Primero diré unas líneas de un muy
atinado discurso que hicisteis en la mesa de cenar de una venta peregrina, sobre
los méritos comparados de las artes de
las letras y las armas. Dice así:
“Siendo pues ansí que las armas requieren espíritu como las letras,
veamos ahora cual de los dos espíritus, el del letrado ó el del guerrero,
trabaja más: y esto se vendrá a conocer por el fin y paradero a que cada uno se
encamina, porque aquella intención se ha de estimar en más, que tiene por
objeto más noble fin. Es el fin y paradero de las letras (…) poner en su punto
la justicia distributiva, y dar a cada uno lo que es suyo, entender y hacer que
las buenas leyes se guarden: fin por cierto generoso y alto y digno de grande
alabanza; pero no de tanta como merece aquel á que las armas atienden, las
cuales tiene por objeto y fin la paz, que es el mayor bien que los hombres
pueden desear en esta vida.”
![]() |
Del curioso discurso de las armas y la letras |
- No me interrumpáis, Don Alonso, pues ahora trataré de repetir dos pequeñas partes de otra pieza oratoria sublime de vos: el Discurso de la Edad de Oro.
• • •
> _CONSIGNA PLANTEADA A_
Según el texto sobre el discurso de las armas y las letras, ¿qué fin tienen por objeto las armas?
> _CONSIGNA PLANTEADA B_
Prolonga el texto sobre el discurso de las armas y las letras a partir de su última oración.

(Material extraído)
• • •
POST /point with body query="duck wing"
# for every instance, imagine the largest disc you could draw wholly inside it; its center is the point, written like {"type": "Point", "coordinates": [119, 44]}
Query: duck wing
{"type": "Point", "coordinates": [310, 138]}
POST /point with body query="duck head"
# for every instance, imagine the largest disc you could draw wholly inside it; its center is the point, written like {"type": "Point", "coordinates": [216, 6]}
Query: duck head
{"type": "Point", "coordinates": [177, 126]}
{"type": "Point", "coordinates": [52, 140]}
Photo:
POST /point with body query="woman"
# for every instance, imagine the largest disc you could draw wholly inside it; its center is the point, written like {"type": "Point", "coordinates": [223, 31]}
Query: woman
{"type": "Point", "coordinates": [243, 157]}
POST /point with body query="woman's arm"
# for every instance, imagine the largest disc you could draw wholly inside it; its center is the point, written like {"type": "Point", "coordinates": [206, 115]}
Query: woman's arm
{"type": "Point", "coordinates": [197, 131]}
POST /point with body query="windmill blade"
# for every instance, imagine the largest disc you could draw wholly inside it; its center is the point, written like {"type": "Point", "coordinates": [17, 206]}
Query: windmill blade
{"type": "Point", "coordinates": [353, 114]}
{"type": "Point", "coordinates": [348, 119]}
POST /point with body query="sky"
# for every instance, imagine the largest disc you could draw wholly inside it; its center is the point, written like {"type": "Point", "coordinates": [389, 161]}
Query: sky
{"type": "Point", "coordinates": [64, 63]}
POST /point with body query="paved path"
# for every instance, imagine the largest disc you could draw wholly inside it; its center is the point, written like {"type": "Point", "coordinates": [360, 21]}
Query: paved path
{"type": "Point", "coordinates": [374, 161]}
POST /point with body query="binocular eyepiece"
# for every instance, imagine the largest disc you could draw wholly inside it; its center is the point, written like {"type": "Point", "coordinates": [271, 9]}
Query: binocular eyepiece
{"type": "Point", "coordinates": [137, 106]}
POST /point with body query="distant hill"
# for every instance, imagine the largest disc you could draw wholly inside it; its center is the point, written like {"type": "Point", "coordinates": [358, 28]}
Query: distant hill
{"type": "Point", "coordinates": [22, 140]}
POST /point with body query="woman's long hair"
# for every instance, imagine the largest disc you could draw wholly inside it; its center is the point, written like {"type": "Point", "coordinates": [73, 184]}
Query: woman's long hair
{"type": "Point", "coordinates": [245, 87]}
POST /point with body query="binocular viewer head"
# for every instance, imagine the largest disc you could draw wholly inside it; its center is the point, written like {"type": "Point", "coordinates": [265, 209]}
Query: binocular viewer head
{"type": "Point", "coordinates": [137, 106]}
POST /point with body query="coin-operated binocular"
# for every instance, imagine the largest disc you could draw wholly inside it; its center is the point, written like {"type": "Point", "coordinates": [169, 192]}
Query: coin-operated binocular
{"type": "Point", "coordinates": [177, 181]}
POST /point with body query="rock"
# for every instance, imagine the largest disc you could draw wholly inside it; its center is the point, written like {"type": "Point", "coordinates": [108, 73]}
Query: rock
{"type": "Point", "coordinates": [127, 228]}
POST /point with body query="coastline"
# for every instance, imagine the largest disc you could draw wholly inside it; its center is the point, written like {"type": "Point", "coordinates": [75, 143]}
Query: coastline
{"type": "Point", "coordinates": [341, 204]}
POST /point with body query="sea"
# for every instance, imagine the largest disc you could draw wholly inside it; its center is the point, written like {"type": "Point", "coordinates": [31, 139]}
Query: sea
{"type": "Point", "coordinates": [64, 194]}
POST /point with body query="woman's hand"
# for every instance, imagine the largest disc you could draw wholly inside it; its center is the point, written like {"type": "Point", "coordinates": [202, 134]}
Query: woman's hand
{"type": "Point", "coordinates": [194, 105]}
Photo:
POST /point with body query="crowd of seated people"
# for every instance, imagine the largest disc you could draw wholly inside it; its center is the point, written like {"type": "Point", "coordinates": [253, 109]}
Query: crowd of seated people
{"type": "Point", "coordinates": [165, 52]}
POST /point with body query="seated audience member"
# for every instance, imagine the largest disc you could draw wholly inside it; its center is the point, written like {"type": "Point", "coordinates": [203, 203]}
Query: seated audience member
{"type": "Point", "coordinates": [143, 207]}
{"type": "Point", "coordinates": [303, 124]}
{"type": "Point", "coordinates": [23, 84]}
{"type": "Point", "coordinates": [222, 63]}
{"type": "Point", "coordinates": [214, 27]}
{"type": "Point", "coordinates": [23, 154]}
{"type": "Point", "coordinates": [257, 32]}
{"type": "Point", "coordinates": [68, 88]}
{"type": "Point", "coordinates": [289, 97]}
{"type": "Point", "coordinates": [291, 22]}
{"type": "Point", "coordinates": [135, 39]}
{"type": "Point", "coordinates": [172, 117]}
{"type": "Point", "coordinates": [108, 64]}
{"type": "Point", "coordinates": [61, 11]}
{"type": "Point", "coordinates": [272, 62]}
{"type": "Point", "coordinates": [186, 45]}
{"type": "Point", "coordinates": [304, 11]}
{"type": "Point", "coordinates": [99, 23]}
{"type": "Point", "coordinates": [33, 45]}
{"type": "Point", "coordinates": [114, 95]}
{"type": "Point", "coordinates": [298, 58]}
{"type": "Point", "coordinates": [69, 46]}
• • •
> _RESPUESTA ESCRITA A_
La paz, que es el mayor bien que los hombres pueden desear en esta vida.

> _RESPUESTA ESCRITA B_
“Dichosa edad y siglos dichosos aquellos
a quien los antiguos pusieron nombre de dorados, y no porque en ellos el oro,
que en esta nuestra edad de hierro tanto se estima, se alcanzase en aquella
venturosa sin fatiga
alguna, sino porque entonces los que en ella vivían ignoraban estas dos palabras
de tuyo y mío.”
“No había la fraude, el engaño
ni la malicia mezclándose con la verdad y llaneza. La justicia se estaba
en sus proprios términos, sin que la osasen turbar ni ofender los del favor y
los del interese, que tanto ahora la menoscaban, turban y persiguen. La ley del
encaje aún no se había sentado en el entendimiento del juez, porque
entonces no había qué juzgar ni quién fuese juzgado.”
![]() |
Discurso de La Edad de Oro |
Silencio. La verdad,
belleza y justicia de lo recitado había pasmado nuestro pensamiento y nuestra
lengua. No sé cuánto tiempo continuamos callados, respirando apenas y gustando,
con timidez y lentitud, el vino magno de La Mancha antigua. Rato largo después:
- Ahora contesta,
Rogelio. ¿Pudo un loco, de tu tiempo o el mío, escribir eso que tan bien acabas
de recordar?
Pausa más larga aún.
- Contesta, Rogelio;
pero como en el último párrafo que dijiste: “con verdad y llaneza”.
- No. Pero entonces, ¿qué
ocurre, mi Señor Don Quijote?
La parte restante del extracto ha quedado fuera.